▶ _DOCUMENT SEGMENT_
Therefore, these Old Testament prophets were singled out as being able to hear from God, and the Word they heard was either a Word of Remembrance of God’s promises and commandments from the past, a Word of Instruction or Commandment for the present, or a Word of Foresight for the future.
But with the New Covenant and the advent of the Holy Spirit who is given as a gift to all, such distinction between Prophets and believers is no more.
“And it shall come to pass afterward, [that] I will pour out my spirit upon all flesh; and your sons and your daughters shall prophesy…” Joel 2: 28
Now every true Christian is a prophet because every true Christian possesses the Holy Spirit who’s constantly at work changing his life as a testimony to the glory of Jesus Christ.
“For the testimony of Jesus is the spirit of prophecy.” Revelation 19:10
That’s exactly what we Christians do. We testify through various spiritual gifts of the reality and of the presence of Jesus Christ in our lives.
“Now to each one the manifestation of the Spirit is given for the common good. To one there is given through the Spirit a message of wisdom, to another a message of knowledge by means of the same Spirit, to another faith by the same Spirit, to another gifts of healing by that one Spirit, to another mighty works, to another prophecy, to another distinguishing between spirits, to another speaking in different kinds of languages, and to still another the interpretation of languages. All these are the work of one and the same Spirit, and he distributes them to each one, just as he determines.” 1 Corinthians 12: 7-11
The Holy Spirit is hard at work transforming us into the perfect image of Christ. That is why the Apostle Paul said the following:
“For you can all prophesy in turn so that everyone may be instructed and encouraged.” 1 Corinthians 14:31
Therefore, it makes sense that immediately after the Apostles are mentioned, God singles out the Prophets in Ephesians 4:11. The Prophets are all of us Christians. No one else can be above us, except Christ Himself.

▶ _DATA SEGMENT_
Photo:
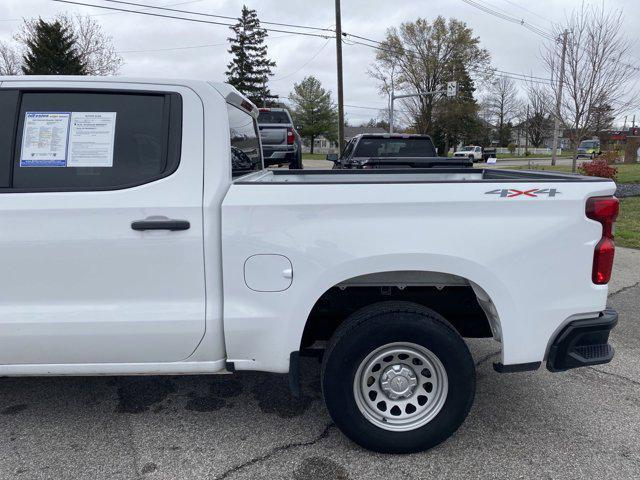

▶ _STATED PROBLEM A_
In the passage on prophets, which Bible verse is cited for the words "For the testimony of Jesus is the spirit of prophecy"?
▶ _STATED PROBLEM B_
Extend the passage on prophets, picking up after its final sentence.

▶ _RESULT A_
Revelation 19:10

▶ _RESULT B_
“But I want you to understand that the head of every man is Christ, the head of a wife is her husband, and the head of Christ is God.” 1 Corinthians 11:3
Even when the Apostles were alive they couldn’t lord it over their fellow Christians.
“Not that we have dominion over your faith…” 2 Corinthians 1: 24
All of us Christians are the Prophets standing on the Foundation of the Apostles and of Jesus the Cornerstone.
“But watch thou in all things, endure afflictions, do the work of an evangelist, make full proof of thy ministry.” 2 Timothy 4: 5
Don’t you just love the way Paul phrased that? He didn’t tell Timothy to be an Evangelist. He told him to do the work of an Evangelist. He was avoiding dolling out titles as mentioned earlier.
The work of an Evangelist is to take the Gospel to the unbelievers and teach them the doctrine of Christ. Here’s how Jesus sent them out.
“…the Lord appointed other seventy also, and sent them two and two before his face into every city and place…” Luke 10: 1
God is a stickler when it comes to follow procedures. No Evangelist should go out on his own.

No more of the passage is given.